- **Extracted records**

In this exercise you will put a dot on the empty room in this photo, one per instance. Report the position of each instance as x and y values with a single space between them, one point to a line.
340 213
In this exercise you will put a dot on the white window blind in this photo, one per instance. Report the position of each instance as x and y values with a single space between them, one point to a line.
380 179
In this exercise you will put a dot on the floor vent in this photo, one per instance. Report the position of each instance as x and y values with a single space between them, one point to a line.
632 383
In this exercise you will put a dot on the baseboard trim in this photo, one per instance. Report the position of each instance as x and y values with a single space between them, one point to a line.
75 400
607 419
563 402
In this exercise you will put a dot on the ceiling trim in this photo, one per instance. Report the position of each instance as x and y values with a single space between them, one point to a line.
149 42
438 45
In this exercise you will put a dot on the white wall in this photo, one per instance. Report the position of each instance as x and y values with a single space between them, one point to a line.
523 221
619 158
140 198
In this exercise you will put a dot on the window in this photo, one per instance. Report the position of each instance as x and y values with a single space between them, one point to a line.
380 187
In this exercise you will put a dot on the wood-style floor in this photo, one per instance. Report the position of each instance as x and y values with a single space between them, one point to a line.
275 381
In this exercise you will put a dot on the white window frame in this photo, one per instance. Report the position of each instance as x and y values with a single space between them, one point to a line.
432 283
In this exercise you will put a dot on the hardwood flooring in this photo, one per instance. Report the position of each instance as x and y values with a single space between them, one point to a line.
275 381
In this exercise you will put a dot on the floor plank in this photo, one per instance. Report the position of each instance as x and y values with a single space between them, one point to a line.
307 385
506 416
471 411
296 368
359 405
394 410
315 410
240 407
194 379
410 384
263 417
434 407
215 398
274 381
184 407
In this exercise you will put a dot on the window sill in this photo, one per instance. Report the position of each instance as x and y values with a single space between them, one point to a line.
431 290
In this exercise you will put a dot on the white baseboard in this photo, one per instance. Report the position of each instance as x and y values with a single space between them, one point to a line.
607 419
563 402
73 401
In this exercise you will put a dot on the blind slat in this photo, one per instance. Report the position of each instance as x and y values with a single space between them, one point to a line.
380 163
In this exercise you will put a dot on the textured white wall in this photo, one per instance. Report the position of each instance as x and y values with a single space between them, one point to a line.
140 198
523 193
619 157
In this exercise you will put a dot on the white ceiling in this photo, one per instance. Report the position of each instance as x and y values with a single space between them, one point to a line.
--
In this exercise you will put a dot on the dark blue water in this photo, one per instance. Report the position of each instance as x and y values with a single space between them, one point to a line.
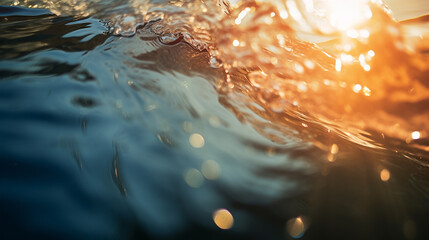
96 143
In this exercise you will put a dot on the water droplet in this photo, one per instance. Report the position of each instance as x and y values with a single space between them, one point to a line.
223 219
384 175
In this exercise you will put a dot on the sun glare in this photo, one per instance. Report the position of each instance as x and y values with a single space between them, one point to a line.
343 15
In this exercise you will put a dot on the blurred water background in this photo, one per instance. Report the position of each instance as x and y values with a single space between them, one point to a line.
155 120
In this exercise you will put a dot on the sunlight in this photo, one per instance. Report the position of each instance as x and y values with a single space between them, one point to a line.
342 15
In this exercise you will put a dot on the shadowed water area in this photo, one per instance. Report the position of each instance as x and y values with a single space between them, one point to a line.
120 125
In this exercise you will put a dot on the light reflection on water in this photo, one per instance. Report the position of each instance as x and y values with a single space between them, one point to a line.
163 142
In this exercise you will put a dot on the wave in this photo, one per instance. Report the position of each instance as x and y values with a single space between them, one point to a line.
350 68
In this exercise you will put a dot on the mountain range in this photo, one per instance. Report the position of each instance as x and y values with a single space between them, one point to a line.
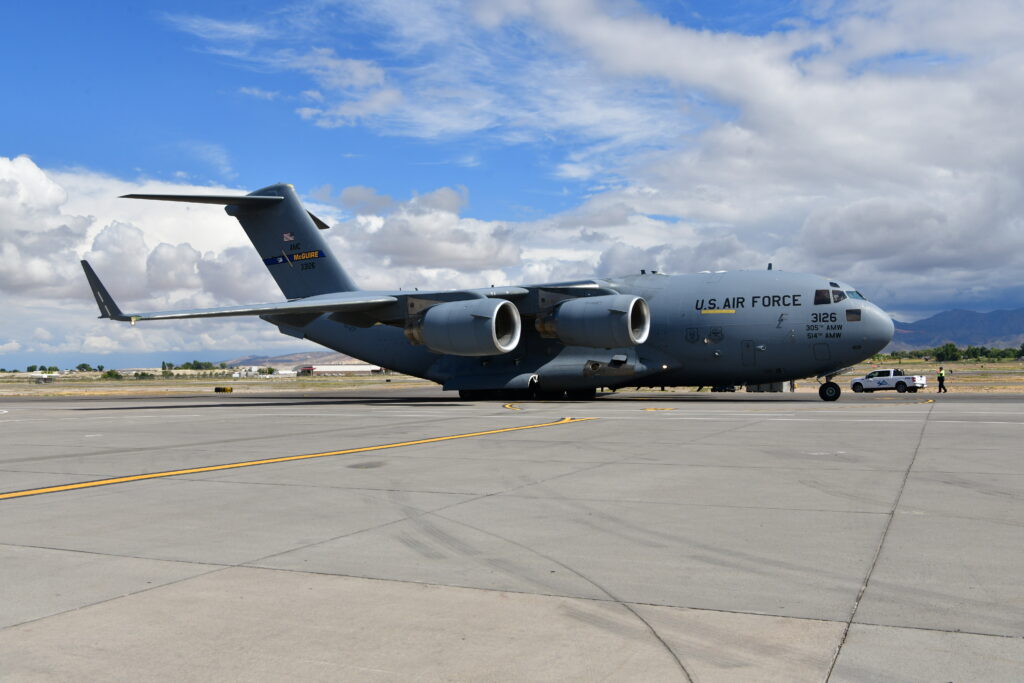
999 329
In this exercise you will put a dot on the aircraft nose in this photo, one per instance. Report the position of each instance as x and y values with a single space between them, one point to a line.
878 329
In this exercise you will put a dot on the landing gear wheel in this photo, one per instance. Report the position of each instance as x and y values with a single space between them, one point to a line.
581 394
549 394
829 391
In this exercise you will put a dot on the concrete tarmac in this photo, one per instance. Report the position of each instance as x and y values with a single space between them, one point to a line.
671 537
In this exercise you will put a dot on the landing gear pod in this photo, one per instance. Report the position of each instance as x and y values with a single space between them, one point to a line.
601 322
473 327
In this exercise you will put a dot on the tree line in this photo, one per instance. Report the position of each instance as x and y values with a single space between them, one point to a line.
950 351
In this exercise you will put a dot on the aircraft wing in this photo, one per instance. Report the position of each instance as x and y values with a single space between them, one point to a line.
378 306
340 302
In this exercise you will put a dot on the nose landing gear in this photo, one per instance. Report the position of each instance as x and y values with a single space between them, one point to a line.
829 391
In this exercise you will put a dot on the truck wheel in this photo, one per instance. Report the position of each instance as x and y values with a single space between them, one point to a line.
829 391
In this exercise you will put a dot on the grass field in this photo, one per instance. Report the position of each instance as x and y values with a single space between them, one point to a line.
--
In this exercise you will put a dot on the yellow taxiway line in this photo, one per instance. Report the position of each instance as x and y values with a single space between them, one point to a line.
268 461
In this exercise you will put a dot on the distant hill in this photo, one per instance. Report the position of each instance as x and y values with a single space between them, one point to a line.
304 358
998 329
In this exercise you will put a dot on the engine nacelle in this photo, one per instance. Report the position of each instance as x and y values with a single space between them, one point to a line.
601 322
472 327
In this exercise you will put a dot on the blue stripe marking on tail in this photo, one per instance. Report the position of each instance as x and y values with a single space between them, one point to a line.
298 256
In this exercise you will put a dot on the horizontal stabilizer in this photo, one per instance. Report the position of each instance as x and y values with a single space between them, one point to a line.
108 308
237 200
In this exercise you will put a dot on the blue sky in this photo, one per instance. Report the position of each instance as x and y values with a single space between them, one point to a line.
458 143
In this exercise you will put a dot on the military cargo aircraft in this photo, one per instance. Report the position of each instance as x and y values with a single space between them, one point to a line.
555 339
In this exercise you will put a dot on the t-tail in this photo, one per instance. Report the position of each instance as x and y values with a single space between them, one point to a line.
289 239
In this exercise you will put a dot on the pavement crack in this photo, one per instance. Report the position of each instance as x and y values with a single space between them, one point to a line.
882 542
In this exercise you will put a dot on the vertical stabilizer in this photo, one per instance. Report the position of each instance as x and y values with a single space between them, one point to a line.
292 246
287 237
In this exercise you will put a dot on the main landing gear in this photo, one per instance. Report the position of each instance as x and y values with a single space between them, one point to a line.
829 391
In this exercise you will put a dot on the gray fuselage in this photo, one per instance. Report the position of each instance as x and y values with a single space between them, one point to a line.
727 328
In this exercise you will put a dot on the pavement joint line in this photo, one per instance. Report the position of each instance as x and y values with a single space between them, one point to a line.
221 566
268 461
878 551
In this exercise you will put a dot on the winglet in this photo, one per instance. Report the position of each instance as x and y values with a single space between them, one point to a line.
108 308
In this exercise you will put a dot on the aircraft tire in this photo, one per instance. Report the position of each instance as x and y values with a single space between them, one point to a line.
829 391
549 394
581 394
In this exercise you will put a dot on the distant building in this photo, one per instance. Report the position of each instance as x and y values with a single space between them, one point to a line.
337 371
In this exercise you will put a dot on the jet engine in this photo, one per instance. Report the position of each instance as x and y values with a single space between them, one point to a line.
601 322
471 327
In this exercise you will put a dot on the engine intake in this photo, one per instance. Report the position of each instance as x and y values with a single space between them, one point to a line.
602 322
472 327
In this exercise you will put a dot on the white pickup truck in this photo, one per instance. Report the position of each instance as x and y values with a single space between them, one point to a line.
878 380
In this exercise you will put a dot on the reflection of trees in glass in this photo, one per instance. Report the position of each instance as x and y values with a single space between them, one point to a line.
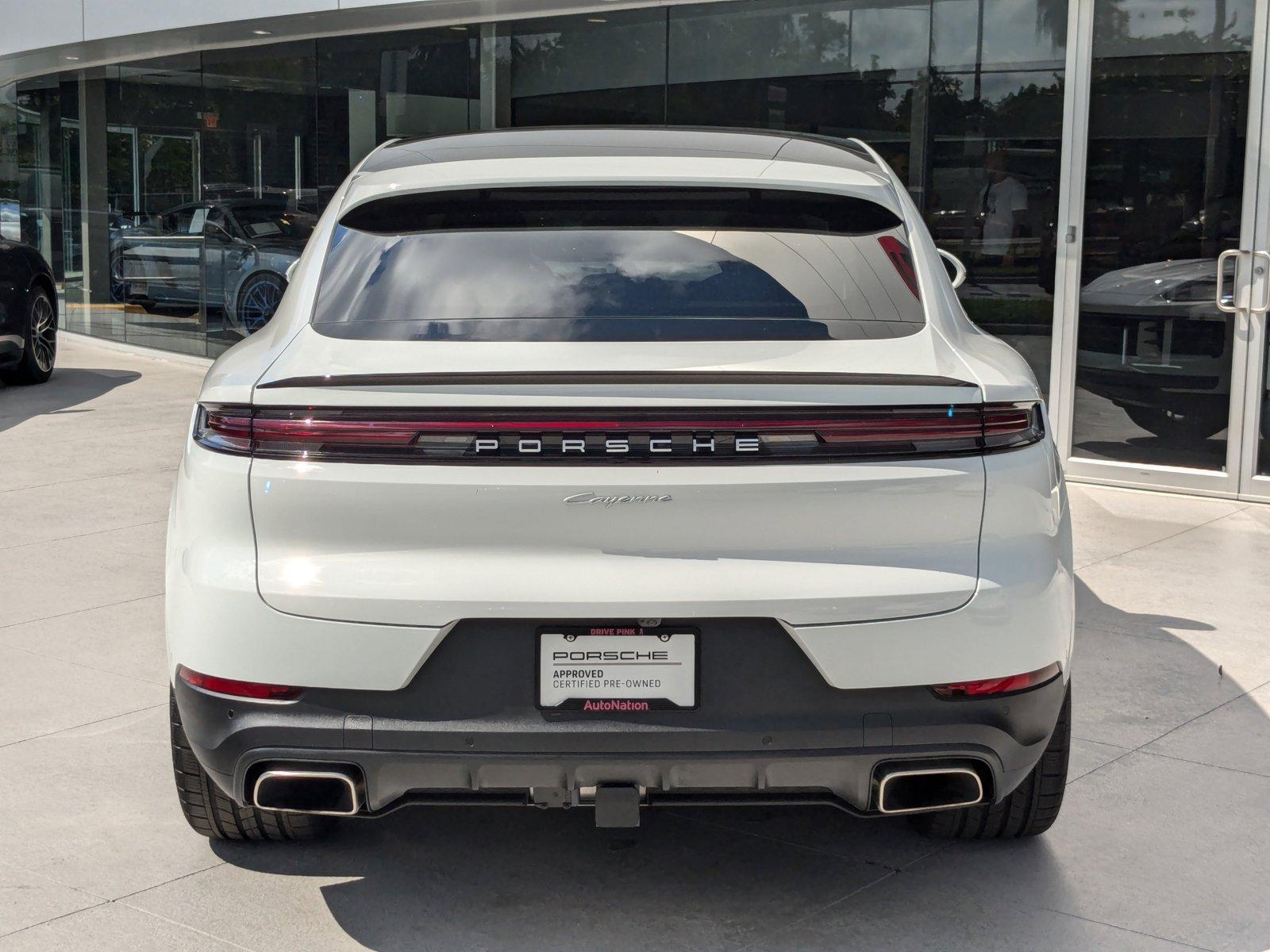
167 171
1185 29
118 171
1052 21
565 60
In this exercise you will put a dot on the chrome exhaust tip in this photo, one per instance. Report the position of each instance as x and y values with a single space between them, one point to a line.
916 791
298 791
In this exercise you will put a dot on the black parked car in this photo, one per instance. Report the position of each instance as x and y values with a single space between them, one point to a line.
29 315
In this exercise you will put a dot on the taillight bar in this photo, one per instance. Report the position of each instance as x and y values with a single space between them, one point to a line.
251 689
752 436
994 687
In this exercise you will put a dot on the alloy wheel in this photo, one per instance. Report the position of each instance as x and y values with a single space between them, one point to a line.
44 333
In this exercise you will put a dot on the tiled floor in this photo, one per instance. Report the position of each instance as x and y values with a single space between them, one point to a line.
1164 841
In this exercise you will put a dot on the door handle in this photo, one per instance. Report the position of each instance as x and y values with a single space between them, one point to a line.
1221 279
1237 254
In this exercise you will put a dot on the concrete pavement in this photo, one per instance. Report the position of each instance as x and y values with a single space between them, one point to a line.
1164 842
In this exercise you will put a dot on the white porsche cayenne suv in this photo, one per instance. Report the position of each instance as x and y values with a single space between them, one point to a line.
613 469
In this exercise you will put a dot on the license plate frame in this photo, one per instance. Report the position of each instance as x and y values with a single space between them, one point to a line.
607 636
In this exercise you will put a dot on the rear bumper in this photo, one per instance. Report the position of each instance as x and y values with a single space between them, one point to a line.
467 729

- **What to produce**
Take the entries above and return only the lines from the one with "the aircraft wing" to the one with "In this exercise you will put a dot on the grass", both included, unchanged.

- **Response box**
In this exercise you will put a dot on the aircraft wing in this photo, one per instance. Report the position of each instance as x and y values with a single space between them, one point to a line.
378 306
340 302
In this exercise you will put a dot on the nose landing gear in this photo, one per instance. Report the position of each instance as x and y values with a single space between them, one point to a line.
829 391
In this exercise you will put a dot on the truck wheel in this photo, one per instance. Report the position of each instance as x and y values with a single space between them, one point to a line.
829 391
In this exercise you will put a dot on the grass field in this photo, one per instance. Report the position of each instance as x and y values with a single space between them, one point to a line.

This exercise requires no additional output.